__Data listing__:
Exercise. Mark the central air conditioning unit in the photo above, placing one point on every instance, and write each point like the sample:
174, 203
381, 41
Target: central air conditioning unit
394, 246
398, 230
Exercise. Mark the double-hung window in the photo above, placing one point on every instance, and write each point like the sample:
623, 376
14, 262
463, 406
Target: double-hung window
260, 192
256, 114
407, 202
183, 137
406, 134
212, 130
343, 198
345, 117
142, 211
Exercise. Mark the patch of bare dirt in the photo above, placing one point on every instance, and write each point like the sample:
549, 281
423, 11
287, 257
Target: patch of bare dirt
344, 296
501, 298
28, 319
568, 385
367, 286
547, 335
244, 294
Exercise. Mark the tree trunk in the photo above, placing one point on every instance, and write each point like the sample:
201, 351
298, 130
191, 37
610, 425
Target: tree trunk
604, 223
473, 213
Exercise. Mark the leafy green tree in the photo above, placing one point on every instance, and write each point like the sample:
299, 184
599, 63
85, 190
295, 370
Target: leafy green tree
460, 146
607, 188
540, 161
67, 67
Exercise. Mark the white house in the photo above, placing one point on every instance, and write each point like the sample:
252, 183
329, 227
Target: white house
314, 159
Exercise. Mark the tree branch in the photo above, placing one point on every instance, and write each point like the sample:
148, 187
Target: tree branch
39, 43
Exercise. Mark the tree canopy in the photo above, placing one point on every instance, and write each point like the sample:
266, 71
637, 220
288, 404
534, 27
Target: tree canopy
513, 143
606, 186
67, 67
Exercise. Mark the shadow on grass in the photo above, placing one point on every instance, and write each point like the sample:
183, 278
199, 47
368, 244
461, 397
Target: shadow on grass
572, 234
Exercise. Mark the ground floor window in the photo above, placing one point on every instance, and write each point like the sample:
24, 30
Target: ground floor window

==

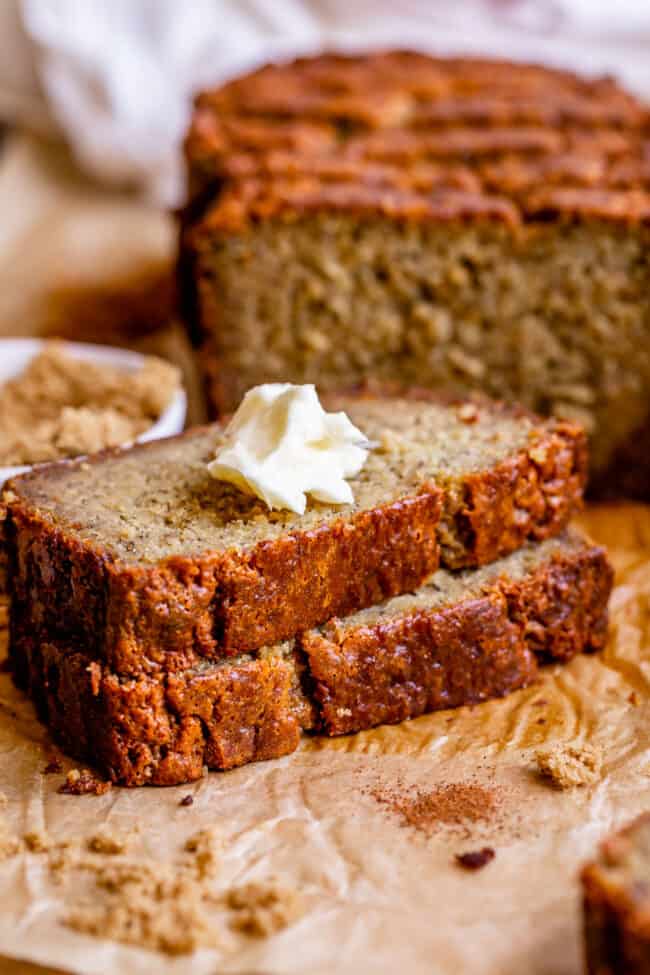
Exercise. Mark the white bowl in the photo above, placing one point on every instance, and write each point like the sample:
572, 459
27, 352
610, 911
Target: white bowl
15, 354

---

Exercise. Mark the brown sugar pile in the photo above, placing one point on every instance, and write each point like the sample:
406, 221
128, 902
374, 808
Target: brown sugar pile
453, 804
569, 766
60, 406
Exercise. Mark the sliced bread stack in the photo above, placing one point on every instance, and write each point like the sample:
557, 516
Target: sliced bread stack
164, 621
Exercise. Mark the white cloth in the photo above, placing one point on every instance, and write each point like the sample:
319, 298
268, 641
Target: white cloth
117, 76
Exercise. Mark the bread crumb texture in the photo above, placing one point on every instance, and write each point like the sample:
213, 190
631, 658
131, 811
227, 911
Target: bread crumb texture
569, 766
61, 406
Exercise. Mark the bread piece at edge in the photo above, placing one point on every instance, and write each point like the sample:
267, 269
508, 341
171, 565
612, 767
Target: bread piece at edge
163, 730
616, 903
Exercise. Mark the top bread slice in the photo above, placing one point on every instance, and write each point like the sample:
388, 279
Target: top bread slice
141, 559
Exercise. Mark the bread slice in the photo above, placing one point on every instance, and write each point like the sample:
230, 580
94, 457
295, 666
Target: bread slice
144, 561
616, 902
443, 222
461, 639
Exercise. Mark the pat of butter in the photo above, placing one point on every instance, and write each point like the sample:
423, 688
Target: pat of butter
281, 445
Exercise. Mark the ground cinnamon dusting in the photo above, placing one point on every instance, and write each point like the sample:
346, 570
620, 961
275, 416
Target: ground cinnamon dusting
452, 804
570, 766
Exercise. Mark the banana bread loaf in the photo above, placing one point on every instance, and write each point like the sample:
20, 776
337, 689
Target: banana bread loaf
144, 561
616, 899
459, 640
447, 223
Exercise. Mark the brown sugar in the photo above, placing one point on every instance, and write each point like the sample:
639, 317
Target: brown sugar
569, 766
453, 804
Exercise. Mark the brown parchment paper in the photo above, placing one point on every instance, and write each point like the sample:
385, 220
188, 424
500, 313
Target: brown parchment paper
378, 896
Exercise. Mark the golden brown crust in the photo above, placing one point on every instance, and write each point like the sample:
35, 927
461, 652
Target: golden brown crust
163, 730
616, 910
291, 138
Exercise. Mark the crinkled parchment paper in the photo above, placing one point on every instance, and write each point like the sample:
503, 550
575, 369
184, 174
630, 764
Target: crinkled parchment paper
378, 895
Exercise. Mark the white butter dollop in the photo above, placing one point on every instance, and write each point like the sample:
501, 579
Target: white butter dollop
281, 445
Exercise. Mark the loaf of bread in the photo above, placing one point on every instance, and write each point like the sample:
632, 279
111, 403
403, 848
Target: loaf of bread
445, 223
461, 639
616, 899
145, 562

__Problem to solve__: For every line in the data above that has the string "floor", return that line.

__Completed task__:
Exercise. Mark the ground floor window in the photo above, placing one point on every instance, and write each point like the sample:
Target: ground floor window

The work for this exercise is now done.